* _Rows from a pointing dataset_
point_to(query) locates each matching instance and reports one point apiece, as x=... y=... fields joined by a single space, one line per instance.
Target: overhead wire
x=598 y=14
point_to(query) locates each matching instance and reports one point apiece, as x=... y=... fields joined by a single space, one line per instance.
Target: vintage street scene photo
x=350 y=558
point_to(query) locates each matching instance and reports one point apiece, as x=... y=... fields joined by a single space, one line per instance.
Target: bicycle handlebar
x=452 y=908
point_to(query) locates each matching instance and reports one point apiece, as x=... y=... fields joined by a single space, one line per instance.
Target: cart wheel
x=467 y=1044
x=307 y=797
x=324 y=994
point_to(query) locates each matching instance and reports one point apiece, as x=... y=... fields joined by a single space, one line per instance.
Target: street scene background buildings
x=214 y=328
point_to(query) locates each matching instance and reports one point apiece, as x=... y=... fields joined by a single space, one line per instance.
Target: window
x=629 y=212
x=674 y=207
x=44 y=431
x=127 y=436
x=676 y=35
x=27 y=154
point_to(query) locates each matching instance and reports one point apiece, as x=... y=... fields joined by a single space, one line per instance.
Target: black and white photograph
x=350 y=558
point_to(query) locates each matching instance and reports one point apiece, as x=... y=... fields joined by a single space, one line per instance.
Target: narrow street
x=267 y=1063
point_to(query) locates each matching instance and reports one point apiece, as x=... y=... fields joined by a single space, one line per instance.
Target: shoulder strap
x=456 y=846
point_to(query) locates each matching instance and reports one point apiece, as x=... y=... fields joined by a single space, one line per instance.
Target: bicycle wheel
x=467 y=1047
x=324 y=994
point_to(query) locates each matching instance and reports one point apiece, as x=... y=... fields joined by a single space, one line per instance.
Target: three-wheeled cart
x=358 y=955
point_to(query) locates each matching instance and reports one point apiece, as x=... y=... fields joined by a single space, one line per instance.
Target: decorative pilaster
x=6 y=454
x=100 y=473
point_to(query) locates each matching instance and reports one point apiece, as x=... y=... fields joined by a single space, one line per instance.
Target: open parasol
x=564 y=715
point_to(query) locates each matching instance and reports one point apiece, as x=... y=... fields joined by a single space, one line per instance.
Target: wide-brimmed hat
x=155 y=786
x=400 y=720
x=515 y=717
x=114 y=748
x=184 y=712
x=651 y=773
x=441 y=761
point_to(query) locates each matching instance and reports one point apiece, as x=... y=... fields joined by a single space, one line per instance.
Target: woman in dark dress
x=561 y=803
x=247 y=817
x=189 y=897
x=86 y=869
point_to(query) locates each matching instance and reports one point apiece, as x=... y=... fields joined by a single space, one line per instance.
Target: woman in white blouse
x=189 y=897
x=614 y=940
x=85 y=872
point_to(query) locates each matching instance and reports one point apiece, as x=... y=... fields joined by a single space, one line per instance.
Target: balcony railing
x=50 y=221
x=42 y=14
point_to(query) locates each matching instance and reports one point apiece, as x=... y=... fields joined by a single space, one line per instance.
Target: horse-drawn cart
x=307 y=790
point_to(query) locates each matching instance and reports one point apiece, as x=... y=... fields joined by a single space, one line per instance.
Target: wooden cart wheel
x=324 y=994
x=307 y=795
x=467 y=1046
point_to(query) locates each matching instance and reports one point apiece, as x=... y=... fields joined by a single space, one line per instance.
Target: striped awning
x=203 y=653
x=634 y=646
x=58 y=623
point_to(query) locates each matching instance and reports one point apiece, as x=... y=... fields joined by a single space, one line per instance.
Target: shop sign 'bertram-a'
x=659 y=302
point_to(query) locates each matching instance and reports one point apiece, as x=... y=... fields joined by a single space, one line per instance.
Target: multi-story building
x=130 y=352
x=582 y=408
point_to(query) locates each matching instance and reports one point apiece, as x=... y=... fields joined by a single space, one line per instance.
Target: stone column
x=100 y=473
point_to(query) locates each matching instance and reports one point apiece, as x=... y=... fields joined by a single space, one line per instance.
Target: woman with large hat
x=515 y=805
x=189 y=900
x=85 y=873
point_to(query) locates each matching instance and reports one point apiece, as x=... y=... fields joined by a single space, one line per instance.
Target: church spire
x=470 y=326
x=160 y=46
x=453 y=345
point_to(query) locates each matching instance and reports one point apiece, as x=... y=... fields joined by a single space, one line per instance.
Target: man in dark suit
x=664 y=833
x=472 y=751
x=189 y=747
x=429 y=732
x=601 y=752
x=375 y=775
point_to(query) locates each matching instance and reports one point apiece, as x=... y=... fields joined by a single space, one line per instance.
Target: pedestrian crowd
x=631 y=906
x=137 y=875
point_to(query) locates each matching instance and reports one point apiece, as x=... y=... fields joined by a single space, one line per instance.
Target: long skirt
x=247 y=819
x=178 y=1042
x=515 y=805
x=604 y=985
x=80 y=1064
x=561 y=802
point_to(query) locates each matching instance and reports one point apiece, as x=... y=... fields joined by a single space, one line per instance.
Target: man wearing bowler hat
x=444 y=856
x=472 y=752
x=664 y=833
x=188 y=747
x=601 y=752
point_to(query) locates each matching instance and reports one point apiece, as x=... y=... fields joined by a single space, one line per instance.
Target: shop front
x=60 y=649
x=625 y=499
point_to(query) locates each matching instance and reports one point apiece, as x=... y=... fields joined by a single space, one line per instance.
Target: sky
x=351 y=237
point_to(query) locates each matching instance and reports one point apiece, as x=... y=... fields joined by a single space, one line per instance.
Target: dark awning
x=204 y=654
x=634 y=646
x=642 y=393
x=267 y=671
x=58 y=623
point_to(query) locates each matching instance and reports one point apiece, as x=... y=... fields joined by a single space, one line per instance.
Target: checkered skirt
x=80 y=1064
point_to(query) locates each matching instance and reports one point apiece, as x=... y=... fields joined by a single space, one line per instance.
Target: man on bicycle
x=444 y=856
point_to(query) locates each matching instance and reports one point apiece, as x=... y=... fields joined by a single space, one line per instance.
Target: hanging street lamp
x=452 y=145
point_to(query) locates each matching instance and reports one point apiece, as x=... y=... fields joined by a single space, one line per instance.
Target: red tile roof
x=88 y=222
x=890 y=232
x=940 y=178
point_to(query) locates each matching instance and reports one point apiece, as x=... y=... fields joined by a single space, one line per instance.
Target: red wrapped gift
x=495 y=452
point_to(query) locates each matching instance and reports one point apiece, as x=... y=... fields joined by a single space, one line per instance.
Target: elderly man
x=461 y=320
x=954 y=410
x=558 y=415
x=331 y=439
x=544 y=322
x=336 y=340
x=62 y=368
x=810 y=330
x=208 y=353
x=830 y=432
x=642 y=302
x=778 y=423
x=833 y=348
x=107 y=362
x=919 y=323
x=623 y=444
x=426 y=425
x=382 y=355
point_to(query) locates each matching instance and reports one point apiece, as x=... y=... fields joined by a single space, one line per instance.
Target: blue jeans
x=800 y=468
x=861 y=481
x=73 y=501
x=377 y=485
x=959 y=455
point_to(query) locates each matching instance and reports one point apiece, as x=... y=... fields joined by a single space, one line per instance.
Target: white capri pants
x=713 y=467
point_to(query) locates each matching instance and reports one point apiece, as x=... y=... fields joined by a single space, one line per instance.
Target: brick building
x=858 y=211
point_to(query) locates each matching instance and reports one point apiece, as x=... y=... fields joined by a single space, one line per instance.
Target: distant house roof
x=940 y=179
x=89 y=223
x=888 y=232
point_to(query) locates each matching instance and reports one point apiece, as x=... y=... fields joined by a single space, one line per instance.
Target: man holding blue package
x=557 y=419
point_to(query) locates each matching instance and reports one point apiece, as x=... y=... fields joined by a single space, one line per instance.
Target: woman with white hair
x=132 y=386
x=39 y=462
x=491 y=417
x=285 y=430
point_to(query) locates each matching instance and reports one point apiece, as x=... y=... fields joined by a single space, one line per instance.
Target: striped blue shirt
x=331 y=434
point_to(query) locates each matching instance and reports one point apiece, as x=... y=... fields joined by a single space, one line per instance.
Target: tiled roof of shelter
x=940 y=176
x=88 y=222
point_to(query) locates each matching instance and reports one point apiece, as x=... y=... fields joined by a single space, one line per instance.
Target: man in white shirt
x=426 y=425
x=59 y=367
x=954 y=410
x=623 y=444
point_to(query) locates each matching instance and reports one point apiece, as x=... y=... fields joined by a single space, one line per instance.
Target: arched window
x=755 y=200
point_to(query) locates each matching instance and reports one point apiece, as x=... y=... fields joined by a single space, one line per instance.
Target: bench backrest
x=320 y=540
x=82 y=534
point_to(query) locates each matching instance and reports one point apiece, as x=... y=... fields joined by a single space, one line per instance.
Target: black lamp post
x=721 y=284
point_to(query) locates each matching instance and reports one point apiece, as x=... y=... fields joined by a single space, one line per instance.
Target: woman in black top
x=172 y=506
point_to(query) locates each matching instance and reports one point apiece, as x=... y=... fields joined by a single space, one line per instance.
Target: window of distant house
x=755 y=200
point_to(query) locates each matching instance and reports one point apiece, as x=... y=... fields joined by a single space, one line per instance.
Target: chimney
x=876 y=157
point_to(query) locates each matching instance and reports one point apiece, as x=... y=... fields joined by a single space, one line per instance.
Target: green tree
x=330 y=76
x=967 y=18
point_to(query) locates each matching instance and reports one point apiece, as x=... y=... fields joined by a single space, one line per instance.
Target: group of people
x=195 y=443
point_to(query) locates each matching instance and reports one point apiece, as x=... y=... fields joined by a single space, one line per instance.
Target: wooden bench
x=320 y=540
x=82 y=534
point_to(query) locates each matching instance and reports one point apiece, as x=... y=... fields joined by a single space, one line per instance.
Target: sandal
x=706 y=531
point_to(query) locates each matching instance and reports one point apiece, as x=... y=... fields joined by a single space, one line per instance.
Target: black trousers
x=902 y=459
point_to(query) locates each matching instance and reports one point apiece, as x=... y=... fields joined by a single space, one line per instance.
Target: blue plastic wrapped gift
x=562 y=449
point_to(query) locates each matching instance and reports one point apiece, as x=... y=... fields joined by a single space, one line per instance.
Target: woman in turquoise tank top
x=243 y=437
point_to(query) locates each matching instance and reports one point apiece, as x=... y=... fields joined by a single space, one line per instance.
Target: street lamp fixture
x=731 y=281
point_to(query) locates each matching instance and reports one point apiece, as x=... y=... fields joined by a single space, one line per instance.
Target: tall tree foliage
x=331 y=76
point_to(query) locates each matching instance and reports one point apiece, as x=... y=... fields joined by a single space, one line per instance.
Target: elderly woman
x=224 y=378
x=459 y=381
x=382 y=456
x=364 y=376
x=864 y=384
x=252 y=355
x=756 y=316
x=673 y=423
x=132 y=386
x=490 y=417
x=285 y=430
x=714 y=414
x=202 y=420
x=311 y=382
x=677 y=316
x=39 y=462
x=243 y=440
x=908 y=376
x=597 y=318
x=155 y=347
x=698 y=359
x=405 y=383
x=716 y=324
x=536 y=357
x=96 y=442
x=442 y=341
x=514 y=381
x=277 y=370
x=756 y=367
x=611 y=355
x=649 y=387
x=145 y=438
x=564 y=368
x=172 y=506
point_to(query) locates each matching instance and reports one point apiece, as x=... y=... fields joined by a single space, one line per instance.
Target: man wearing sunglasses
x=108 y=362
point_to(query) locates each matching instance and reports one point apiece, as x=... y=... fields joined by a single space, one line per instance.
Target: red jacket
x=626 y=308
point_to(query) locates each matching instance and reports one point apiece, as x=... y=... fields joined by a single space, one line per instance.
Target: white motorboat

* _PROBLEM TO SOLVE_
Reproduce word for word everything from the start of the records down to the line containing "x=452 y=908", including that line, and nothing more.

* _EXERCISE OUTPUT_
point_to(query) locates each matching instance and reports one point apiece, as x=... y=... fields joined by a single space, one line per instance.
Target: overhead wire
x=598 y=14
point_to(query) locates each matching instance and reports one point apiece, as x=... y=... fields joined by a single space, one line per instance.
Target: vintage street scene photo
x=350 y=558
point_to(query) locates each matching instance and reports one point apiece, as x=... y=... fields joined by a single space, one line per instance.
Target: bicycle handlebar
x=452 y=908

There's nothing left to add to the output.